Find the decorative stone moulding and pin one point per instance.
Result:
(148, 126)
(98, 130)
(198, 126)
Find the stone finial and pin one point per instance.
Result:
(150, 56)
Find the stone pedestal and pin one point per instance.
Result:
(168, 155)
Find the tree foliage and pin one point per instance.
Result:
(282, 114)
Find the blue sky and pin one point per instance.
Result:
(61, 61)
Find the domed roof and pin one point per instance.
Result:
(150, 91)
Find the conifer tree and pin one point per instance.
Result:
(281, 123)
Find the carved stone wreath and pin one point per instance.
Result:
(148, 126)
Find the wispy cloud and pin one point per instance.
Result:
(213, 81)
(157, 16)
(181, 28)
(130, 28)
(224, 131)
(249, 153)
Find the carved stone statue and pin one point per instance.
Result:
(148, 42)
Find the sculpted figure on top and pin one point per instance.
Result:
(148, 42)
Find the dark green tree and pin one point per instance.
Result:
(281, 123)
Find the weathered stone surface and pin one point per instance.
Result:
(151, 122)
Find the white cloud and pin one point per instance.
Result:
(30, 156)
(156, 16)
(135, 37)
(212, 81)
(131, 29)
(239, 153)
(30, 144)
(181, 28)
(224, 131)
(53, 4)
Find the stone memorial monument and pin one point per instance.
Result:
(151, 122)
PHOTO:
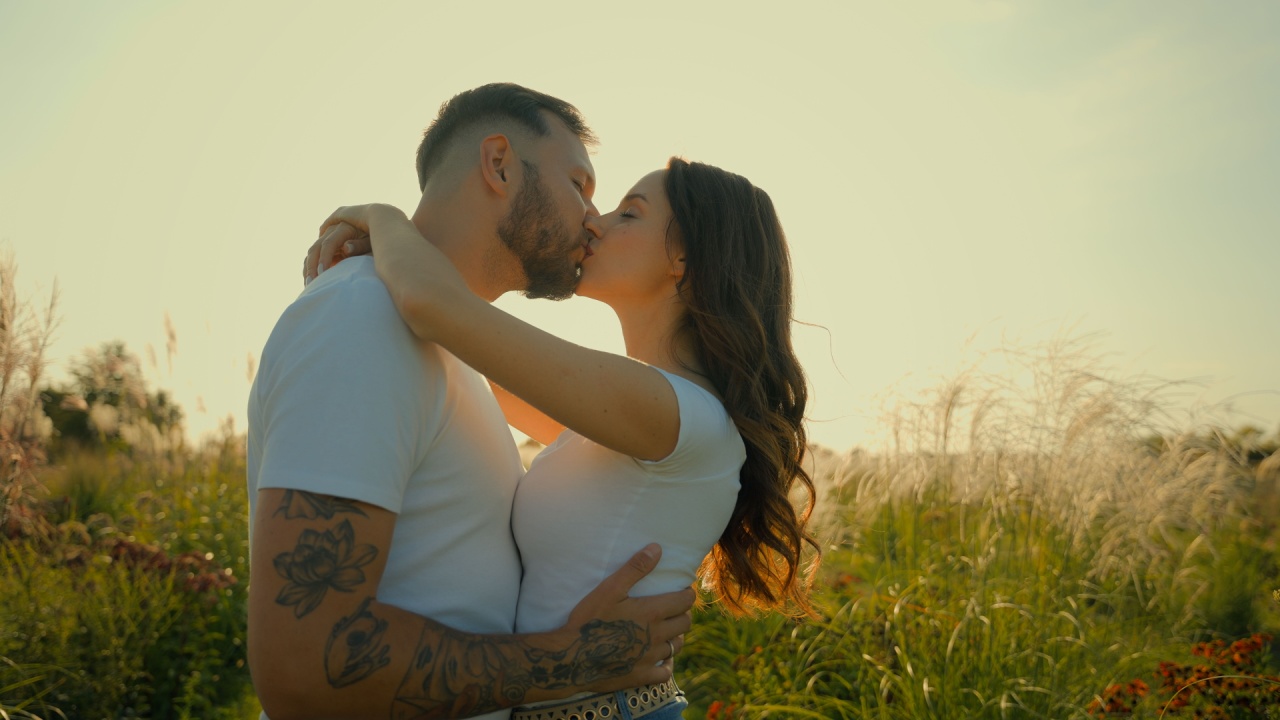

Directions for this task
Write down every line of the data above that includes the string "cloud".

The answer
Find the wispy cloud and pin one point per instance.
Find the white cloud and pin one point per instance.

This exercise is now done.